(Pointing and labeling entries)
○ ○ ○

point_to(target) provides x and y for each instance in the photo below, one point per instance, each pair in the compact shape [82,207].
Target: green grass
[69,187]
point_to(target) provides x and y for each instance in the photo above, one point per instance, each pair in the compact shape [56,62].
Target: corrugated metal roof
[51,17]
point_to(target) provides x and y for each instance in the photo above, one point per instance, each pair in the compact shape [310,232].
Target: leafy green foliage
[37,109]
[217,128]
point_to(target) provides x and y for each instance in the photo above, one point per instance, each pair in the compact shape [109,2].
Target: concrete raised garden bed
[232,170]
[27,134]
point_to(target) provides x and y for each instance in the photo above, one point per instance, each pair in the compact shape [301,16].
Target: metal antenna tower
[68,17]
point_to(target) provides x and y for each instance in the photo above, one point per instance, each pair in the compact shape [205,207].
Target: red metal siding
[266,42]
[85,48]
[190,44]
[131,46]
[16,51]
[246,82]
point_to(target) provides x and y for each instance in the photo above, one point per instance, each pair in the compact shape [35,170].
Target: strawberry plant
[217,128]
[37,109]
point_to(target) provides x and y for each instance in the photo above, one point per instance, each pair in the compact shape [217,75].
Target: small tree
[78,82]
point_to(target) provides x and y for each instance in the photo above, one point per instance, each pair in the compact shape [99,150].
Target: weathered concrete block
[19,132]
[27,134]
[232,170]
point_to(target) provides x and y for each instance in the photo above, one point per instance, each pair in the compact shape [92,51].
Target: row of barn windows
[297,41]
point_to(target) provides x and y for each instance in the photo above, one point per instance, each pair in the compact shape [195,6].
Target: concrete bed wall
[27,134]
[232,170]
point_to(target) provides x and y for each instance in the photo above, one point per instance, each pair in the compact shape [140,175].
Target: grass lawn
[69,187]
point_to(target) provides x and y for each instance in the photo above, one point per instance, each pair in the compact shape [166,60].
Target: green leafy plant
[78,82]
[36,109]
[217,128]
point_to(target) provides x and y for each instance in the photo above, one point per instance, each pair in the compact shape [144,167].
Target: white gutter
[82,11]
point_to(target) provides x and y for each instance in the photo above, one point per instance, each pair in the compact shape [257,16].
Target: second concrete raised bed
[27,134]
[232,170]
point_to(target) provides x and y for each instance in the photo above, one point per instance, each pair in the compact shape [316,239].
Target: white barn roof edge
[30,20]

○ ○ ○

Can you rewrite all of the records above, swapping every "concrete" for "cement" and leaving everything else as it is?

point_to(target) provides x and y for each instance in the photo below, one point per instance, each pair in the compact shape [82,207].
Target: green grass
[69,187]
point_to(target) provides x and y for each instance in the photo above, one point per instance, each pair in the compact shape [56,62].
Target: corrugated metal roof
[51,17]
point_to(target) provides x and y for each instance in the photo above, one point per instance, each pair in the compact shape [310,232].
Target: leafy green foliage
[37,109]
[217,128]
point_to(target) provides x and y for each instance in the photo above, one point per instance, each pair in the compact shape [109,2].
Target: cement raised garden bed
[232,170]
[27,134]
point_to(target) provides x and y for each instance in the photo above, one point per instance, each pair in the compact shape [301,16].
Target: metal antenna tower
[68,17]
point_to(target) provides x and y for each instance in the photo above, one point per instance, each pair in the compact shape [205,207].
Target: red metal siding
[266,42]
[85,48]
[190,44]
[131,46]
[16,51]
[246,82]
point_to(target) provides x and y for each instance in the photo above, one point per instance, each pair in the compact shape [35,170].
Target: strawberry plant
[217,128]
[37,109]
point_to(target) provides x and y for each instance in the photo above, one point per instance, each pair in the compact shape [217,75].
Target: small tree
[78,82]
point_to(target) provides x and y for each instance in the photo above, one point per instance, each pair in the compact shape [99,150].
Target: weathered cement block
[19,132]
[27,134]
[232,170]
point_to(target) provides x and y for each instance in the photo above, one point per instance, each pair in the compact shape [92,51].
Target: row of barn windows
[297,41]
point_to(target) provides x and y for each instance in the photo above, one point per instance, each pair in the compact shape [195,6].
Target: cement bed wall
[27,134]
[232,170]
point_to(target) provides x and y for each instance in the photo above, one point per instance, each pair in the compact shape [140,175].
Target: grass lawn
[69,187]
point_to(target) provides x and y for each instance in the photo above, one point per instance, each pair in the compact shape [166,60].
Target: green leafy plant
[78,82]
[36,109]
[217,128]
point_to(target) provides x and y for each instance in the photo above, one point per instance, each pair in the compact shape [144,167].
Target: white gutter
[82,11]
point_to(target) provides x and y for each instance in the photo above, one point per instance, each pair in the compact shape [257,16].
Target: second cement raised bed
[27,134]
[232,170]
point_to(target) provides x and y for each instance in the photo above, one point per instance, each pair in the compact shape [316,239].
Target: white barn roof edge
[30,20]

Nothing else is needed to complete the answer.